POLECENIA DO ĆWICZENIA:
• 1. Od ilu dni Arkadiusz Milik nie gra w piłkę według artykułu o tym piłkarzu?
• 2. Przetłumacz na angielski zdanie z artykułu o Arkadiuszu Miliku: „Arkadiusz Milik w najbliższych dniach pojawi się w Polsce, gdzie przejdzie szczegółowe badania i konsultacje ze specjalistami”.

WYODRĘBNIONY TEKST:
· · · · · · ·

Wyszukiwanie

Wpisz co najmniej 3 znaki i wciśnij lupę
Sport

Arkadiusz Milik na zakręcie. Piłkarz Juventusu wraca do Polski

Kariera Arkadiusza Milika utknęła w martwym punkcie po kontuzji piłkarza odniesionej podczas towarzyskiego meczu Polski z Ukrainą w czerwcu ubiegłego roku. Napastnik Juventusu od ponad 500 dni nie gra w piłkę, a "Stara Dama" poważnie rozważać może przedterminowe rozwiązanie kontraktu. Portal "Goal.pl" donosi, że Milik wraca do Polski... na razie na leczenie.

Arkadiusz Milik w najbliższych dniach pojawi się w Polsce, gdzie przejdzie szczegółowe badania i konsultacje ze specjalistami. To kolejna próba znalezienia przyczyny nawracających problemów zdrowotnych po kontuzji odniesionej przed Euro 2024. Jak się okazało uraz nie tylko wykluczył Milika z turnieju, ale pod znakiem zapytania postawił jego przyszłość w Serie A.

Milik na wylocie z Juventusu?

· · · · · · ·

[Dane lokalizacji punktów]
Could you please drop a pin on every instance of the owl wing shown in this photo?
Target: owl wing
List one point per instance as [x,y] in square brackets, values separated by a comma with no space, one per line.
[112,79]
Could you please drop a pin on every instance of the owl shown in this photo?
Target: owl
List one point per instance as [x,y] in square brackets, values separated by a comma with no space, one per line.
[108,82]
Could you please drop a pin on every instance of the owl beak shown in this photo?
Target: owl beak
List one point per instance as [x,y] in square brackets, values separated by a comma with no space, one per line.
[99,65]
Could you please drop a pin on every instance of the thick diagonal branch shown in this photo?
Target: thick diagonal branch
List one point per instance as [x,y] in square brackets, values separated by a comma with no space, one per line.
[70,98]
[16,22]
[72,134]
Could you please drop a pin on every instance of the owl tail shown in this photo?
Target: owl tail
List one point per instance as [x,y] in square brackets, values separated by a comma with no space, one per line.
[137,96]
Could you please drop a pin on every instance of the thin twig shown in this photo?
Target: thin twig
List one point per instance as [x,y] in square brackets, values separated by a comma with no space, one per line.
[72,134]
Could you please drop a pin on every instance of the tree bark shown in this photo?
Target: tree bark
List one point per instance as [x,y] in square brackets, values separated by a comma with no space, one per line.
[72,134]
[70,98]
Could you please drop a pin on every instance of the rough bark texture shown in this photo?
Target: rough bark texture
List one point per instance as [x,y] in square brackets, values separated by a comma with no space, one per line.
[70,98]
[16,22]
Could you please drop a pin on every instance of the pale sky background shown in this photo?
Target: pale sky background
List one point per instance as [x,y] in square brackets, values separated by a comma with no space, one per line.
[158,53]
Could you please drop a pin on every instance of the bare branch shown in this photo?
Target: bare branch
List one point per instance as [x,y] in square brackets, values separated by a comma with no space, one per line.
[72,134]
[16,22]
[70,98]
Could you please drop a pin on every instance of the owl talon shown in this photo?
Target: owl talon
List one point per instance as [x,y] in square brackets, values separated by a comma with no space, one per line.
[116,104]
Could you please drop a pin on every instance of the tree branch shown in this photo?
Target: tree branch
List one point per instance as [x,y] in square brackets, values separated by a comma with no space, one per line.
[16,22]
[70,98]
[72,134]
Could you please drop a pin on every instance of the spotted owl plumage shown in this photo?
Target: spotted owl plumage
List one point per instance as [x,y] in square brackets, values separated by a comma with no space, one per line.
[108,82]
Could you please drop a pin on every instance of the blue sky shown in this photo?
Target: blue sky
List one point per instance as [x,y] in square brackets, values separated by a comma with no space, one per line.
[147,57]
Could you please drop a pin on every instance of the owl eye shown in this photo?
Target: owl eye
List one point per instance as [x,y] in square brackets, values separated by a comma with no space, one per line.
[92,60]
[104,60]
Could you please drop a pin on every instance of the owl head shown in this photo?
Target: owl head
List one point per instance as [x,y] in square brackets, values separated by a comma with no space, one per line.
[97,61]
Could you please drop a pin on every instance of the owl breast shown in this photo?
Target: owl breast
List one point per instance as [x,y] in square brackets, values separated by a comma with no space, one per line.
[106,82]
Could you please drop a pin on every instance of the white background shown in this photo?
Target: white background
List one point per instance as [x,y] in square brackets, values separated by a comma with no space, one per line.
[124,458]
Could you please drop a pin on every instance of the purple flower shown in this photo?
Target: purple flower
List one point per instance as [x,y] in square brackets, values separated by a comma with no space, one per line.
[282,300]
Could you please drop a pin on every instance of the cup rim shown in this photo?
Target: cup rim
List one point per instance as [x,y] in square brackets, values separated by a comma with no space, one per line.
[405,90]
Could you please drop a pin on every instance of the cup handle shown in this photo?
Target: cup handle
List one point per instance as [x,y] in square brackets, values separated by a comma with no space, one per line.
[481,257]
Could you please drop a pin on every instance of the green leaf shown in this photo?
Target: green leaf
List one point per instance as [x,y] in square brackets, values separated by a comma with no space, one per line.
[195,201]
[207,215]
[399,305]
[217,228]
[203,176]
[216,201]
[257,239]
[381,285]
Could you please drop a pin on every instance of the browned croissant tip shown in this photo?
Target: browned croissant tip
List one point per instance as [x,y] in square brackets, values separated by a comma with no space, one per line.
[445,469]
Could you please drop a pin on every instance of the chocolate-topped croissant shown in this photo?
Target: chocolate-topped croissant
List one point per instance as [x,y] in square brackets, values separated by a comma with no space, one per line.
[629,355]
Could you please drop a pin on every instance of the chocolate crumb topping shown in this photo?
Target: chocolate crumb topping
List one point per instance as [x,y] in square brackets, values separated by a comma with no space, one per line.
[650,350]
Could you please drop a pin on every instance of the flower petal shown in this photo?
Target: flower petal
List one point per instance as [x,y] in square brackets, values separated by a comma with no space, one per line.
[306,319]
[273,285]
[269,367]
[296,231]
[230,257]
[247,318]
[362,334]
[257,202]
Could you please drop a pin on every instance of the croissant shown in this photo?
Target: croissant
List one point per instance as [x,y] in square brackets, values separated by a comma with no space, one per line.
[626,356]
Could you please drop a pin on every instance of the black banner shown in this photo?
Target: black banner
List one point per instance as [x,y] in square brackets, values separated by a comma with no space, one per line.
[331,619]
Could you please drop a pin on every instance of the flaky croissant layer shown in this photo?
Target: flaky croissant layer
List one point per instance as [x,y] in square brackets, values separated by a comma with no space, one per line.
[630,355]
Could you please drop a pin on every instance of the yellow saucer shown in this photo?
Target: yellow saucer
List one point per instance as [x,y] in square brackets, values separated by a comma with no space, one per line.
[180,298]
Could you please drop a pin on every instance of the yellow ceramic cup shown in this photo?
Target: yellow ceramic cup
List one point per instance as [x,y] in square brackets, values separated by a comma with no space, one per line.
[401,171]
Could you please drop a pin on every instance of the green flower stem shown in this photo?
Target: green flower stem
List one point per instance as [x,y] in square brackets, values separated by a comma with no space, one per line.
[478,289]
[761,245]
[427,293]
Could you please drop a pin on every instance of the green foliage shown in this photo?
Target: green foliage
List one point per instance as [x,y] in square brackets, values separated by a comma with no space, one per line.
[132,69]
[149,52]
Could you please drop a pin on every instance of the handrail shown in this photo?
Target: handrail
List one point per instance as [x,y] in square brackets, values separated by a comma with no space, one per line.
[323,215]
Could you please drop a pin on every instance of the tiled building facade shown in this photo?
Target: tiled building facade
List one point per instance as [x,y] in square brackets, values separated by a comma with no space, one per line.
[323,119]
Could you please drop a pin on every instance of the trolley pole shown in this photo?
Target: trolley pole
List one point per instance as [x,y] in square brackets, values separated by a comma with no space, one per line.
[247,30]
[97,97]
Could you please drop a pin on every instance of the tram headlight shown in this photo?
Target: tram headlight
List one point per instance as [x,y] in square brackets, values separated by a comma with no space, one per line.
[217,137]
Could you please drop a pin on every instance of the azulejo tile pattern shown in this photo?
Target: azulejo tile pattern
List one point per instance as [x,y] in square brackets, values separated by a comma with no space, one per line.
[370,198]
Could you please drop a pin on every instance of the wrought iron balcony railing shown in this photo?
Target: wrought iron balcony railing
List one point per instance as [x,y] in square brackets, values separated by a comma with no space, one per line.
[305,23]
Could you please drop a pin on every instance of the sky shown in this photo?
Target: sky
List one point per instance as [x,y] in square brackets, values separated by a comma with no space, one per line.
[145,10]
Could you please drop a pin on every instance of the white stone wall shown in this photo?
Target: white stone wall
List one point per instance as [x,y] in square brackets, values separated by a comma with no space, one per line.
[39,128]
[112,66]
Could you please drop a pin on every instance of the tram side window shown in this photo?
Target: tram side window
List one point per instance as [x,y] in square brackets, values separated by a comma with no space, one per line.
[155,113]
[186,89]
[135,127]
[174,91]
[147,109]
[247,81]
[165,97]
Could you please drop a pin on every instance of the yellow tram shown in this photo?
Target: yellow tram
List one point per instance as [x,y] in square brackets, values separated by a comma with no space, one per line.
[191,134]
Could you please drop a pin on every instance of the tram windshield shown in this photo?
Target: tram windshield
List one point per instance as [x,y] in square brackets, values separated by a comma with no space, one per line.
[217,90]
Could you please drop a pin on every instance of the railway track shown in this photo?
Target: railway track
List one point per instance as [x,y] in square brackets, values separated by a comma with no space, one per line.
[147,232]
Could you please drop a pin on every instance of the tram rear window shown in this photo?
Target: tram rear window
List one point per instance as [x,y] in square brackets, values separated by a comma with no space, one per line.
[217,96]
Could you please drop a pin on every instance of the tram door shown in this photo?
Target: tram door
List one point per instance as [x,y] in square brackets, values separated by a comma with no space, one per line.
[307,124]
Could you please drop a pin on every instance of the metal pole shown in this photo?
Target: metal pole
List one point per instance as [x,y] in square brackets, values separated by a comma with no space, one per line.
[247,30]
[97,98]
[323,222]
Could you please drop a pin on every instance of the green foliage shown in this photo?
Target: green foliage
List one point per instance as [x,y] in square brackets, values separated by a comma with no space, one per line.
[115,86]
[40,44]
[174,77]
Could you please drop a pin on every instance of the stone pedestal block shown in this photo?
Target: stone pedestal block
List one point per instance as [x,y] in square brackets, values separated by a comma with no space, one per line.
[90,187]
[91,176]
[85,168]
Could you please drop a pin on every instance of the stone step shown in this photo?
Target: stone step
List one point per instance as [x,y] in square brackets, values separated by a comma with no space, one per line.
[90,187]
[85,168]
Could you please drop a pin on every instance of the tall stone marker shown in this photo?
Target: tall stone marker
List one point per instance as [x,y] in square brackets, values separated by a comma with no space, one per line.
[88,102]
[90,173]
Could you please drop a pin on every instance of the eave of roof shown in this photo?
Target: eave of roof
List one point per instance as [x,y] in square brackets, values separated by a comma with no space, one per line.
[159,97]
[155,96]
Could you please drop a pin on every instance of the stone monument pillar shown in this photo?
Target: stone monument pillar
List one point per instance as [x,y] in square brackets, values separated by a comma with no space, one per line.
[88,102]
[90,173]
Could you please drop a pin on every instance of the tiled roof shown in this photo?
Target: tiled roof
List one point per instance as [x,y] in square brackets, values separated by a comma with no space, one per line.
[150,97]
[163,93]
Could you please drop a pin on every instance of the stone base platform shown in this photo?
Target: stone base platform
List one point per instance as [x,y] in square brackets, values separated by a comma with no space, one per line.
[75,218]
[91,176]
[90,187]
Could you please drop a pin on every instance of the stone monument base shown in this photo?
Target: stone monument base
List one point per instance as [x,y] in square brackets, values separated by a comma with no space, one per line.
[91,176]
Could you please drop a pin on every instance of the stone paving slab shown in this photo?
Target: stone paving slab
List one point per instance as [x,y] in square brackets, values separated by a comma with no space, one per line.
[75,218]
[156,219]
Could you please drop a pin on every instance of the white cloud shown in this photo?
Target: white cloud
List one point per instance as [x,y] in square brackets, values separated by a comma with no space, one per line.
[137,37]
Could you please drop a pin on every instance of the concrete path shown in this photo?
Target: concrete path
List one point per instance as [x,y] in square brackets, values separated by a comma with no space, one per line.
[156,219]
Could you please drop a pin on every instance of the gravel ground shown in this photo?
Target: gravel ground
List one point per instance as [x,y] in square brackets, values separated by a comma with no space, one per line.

· · · · · · ·

ODPOWIEDZI DO ĆWICZENIA:
• 1. Od ponad 500 dni.

• 2. In the coming days, Arkadiusz Milik will arrive in Poland, where he will undergo detailed examinations and consultations with specialists.